## BEGIN Data for this exercise

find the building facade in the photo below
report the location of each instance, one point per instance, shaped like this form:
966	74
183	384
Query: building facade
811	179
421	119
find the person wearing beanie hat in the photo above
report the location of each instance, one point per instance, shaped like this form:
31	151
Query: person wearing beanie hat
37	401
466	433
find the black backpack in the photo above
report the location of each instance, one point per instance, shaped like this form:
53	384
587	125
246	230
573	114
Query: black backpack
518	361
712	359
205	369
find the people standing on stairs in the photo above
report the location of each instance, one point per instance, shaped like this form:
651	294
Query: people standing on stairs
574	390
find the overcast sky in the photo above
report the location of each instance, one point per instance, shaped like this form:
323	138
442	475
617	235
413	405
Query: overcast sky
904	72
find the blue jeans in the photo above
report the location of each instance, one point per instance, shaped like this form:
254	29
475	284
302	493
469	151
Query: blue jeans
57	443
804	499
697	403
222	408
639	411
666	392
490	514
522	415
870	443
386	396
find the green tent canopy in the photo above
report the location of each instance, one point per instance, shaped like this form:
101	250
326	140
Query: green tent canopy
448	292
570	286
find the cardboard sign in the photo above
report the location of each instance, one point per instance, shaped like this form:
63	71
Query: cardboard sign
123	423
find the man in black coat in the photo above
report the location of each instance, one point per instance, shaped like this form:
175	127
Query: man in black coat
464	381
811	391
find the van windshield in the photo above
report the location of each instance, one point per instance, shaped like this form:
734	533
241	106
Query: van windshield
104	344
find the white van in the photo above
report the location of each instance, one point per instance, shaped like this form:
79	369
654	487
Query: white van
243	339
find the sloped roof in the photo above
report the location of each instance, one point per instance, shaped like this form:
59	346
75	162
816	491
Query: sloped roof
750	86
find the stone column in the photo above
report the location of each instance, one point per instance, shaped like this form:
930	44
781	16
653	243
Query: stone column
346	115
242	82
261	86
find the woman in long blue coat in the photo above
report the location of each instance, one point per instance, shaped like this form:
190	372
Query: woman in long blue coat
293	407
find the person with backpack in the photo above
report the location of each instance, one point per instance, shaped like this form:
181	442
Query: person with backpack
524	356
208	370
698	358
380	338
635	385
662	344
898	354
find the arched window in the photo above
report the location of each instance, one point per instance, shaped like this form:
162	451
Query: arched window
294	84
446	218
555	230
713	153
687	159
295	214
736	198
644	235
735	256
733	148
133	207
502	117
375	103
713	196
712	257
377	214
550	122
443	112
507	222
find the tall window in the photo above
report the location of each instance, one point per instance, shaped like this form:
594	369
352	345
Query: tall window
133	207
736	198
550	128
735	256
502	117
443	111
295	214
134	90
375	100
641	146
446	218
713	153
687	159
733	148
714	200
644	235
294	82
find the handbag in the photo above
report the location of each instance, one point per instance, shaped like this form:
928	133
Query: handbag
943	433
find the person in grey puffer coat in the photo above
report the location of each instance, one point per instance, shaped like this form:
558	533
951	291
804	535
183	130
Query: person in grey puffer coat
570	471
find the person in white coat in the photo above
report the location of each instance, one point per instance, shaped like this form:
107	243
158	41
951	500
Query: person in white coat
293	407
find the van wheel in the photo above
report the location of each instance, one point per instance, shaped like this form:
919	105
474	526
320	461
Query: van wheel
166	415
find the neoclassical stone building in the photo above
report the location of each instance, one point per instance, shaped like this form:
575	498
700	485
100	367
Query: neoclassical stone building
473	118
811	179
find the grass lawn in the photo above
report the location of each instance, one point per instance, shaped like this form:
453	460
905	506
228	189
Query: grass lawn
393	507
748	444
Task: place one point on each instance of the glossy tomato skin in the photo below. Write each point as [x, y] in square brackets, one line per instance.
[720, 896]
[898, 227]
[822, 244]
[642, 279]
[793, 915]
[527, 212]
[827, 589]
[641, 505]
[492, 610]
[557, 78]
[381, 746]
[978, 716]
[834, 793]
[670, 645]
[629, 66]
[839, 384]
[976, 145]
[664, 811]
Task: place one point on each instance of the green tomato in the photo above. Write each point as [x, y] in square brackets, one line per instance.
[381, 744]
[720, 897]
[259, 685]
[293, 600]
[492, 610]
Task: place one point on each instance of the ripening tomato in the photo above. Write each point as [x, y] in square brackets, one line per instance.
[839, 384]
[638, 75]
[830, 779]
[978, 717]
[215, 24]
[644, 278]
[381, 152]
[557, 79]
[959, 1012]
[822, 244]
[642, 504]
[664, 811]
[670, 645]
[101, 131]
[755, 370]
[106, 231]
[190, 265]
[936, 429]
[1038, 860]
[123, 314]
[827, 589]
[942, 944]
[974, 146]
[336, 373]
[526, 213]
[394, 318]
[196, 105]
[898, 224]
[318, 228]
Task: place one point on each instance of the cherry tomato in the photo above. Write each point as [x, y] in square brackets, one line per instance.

## END Data for this exercise

(Challenge): Reproduce the material exactly, with every line intact.

(Answer):
find the building facade in the photo below
report the location of each instance, one point per instance, shaped like this form:
966	74
183	384
Query: building facade
811	179
421	119
find the person wearing beanie hat in the photo above
report the location of each instance, one point per instance, shaped like this form:
31	151
Query: person wearing beanie hat
37	401
466	433
find the black backpack in the photo above
report the location of each instance, one point per instance, shaped like this form:
53	384
587	125
246	230
573	114
Query: black backpack
518	361
712	359
205	369
find the people standing on stairs in the photo above
report the location of each instance, one point per instance, shaped like this form:
651	294
Query: people standing on stairs
574	390
find the overcast sky in the photo above
report the location of each instance, one point per instance, shaped like this form:
323	138
442	475
617	235
413	405
Query: overcast sky
904	72
find the blue jeans in the photo above
report the location of each instance, one point per instance, shaped like this form:
254	29
475	284
302	493
469	151
Query: blue jeans
57	443
804	499
697	403
222	408
639	411
666	392
490	514
522	415
870	443
386	396
find the green tent canopy in the photo above
report the location of each instance, one point per instance, shaped like this form:
101	250
326	140
Query: green tent canopy
448	292
570	286
find the cardboard sign in the photo above
report the location of each instance, one point per instance, shaped like this form:
63	71
Query: cardboard sign
123	423
find the man in black coat in the photo above
report the location of each instance, one point per instance, shaped like this form:
175	127
Query: man in black coat
464	381
811	391
find the van windshield in the photo above
report the location of each instance, one point per instance, shaped like this form:
734	533
241	106
Query: van windshield
104	344
find the white van in the photo above
report the location of each instance, one point per instance, shaped like this form:
79	369
654	487
Query: white van
243	339
find the sloped roof in the photo above
report the location of each instance, one point per instance, shaped like this form:
59	346
75	162
816	491
Query: sloped roof
750	86
find the stone column in the photo above
report the location of each instance, one point per instance, shaped like this form:
930	44
781	16
653	243
Query: stone column
346	115
242	82
261	86
find the woman in long blue coat in the photo above
report the location of each instance, one point per instance, shaped like this form:
190	372
Query: woman in long blue coat
293	407
find the person with backpack in the photo above
report the location of each instance, one point per instance, shaped like this form:
181	442
Query: person with backpack
524	356
208	370
698	358
380	338
635	385
662	344
898	354
find the arched window in the photo above
report the location of each instance, one point per instance, shaped like this form:
162	451
Query: arched window
294	84
446	218
555	230
713	153
687	159
295	214
736	198
644	235
735	256
733	148
133	207
502	117
375	103
713	196
712	257
377	214
550	122
443	112
507	222
find the tall window in the photo above
report the location of each instance, one point per instance, shaped like this form:
594	369
352	345
Query: tall window
133	207
736	198
550	128
735	256
502	117
443	111
295	214
134	90
375	100
641	146
446	218
713	153
687	159
733	148
714	200
644	235
294	82
find the handbag in the photo above
report the location of each instance, one point per instance, shaped like this form:
928	133
Query: handbag
943	433
find the person in grey puffer coat in the photo above
report the location of each instance, one point per instance, shaped like this form:
558	533
951	291
804	535
183	130
Query: person in grey puffer coat
570	471
find the person in white coat in the photo above
report the location of each instance, one point per instance, shaped like this form:
107	243
158	41
951	500
Query: person in white coat
293	407
find the van wheel in the photo above
report the location of each instance, one point per instance, shaped like this form:
919	105
474	526
320	461
Query: van wheel
166	415
find the neoclassical stone building in the photo above
report the location of each instance, one point per instance, shaped like this form:
575	498
700	485
100	367
Query: neoclassical stone building
473	118
811	179
find the grass lawn in the photo above
report the location of each instance, one point per instance, shaped like this form:
453	460
905	506
228	189
Query: grass lawn
393	507
748	444
Task: place one point on each instance of the glossy tomato skin in the photo below. Write each point as [x, y] in square brackets, one line per instance.
[720, 896]
[898, 227]
[822, 244]
[642, 279]
[793, 915]
[527, 212]
[827, 589]
[641, 505]
[492, 610]
[557, 78]
[381, 746]
[978, 716]
[834, 793]
[670, 645]
[629, 66]
[839, 384]
[976, 145]
[664, 811]
Task: place one point on each instance of the green tomato in the photo above. Write each point as [x, y] in square brackets, one line per instance.
[381, 744]
[720, 897]
[259, 685]
[293, 600]
[492, 610]
Task: place one point on each instance of the ripening tomato in the photo above. Write each point as [x, y] in square brackets, one line per instance.
[839, 384]
[638, 75]
[830, 779]
[978, 717]
[215, 24]
[644, 278]
[381, 152]
[557, 79]
[959, 1012]
[822, 244]
[642, 504]
[664, 811]
[670, 645]
[101, 131]
[755, 370]
[106, 231]
[190, 265]
[936, 429]
[1038, 860]
[123, 314]
[827, 589]
[942, 944]
[974, 146]
[336, 373]
[526, 213]
[394, 318]
[196, 105]
[898, 224]
[318, 228]
Task: place one point on each instance of the cherry tomato in the photo above. Write each point as [x, y] in square brackets, one line per instance.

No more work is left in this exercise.